Records drawn from a dataset
▽

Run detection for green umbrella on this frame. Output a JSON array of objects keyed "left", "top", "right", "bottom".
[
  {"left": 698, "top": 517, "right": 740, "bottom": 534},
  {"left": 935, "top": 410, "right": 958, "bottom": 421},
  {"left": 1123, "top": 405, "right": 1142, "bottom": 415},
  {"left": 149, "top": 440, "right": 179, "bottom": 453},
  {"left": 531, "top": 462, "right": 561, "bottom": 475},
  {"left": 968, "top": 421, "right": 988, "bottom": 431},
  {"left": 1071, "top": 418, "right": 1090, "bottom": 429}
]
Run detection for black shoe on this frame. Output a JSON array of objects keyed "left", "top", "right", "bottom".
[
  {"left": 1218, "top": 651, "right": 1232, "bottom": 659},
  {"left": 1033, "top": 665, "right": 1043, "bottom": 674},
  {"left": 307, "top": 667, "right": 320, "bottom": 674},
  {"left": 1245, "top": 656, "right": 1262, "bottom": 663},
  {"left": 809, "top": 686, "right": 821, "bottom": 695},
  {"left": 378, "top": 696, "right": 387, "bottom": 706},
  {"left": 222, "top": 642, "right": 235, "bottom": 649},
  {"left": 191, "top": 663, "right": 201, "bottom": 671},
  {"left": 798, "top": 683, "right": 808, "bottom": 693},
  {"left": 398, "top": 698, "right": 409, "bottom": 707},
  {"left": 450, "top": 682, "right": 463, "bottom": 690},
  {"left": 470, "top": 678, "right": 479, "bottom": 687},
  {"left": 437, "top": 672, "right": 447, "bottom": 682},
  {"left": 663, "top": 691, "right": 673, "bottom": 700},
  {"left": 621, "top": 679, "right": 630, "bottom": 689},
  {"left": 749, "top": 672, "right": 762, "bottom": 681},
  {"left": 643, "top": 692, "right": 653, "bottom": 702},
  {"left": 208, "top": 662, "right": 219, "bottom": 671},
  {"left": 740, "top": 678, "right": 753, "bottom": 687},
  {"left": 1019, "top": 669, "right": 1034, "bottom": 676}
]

△

▸ **EXERCISE**
Copy out, from the records above, every line that holds the string "keyed".

▸ **TASK SOLUTION**
Run detection for green umbrella on this frame. Output a JSON array of objects keyed "left", "top", "right", "bottom".
Run detection for black shoe on this frame. Output a JSON array of objects keyed "left", "top", "right", "bottom".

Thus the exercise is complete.